PROBLEM REQUIREMENTS:
Rewrite the lines below as a JSON list of strings, with one string for each line and blank lines omitted. Leave the pictures out of the answer.

----

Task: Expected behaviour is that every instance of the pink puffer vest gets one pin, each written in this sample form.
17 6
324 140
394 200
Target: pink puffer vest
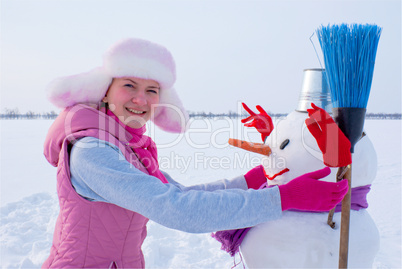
91 234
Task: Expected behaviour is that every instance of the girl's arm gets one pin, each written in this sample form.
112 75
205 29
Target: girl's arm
100 172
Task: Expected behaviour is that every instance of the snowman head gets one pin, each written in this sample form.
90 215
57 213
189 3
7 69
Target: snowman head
293 148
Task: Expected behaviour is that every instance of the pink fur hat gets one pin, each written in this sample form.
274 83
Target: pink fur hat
127 58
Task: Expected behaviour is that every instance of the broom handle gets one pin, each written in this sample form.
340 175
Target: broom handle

----

EXERCISE OUTPUT:
[
  "Task: Expected behaviour is that every instance of the pink puffer vest gets one pin, each written in this sample form.",
  "17 6",
  "324 140",
  "394 200",
  "Target: pink puffer vest",
  "91 234",
  "Task: Expected behaviour is that every instance of the girl's arm gets one pin, each written in this sample form.",
  "112 75",
  "205 29",
  "Target: girl's arm",
  "100 172",
  "Task: Expected behaviour is that every instance of the snowman head gets one pin, each written in this sample form.",
  "90 215",
  "57 213",
  "189 3",
  "7 69",
  "Target: snowman head",
  "293 148",
  "Task: Expected behaviour is that every instance of the pink fur hat gets one pin, each written in this sample form.",
  "274 83",
  "Target: pink fur hat",
  "127 58",
  "Task: Expected behaviour is that every instance of the broom handle gets one pin, each written in this sample form.",
  "340 175",
  "Target: broom handle"
]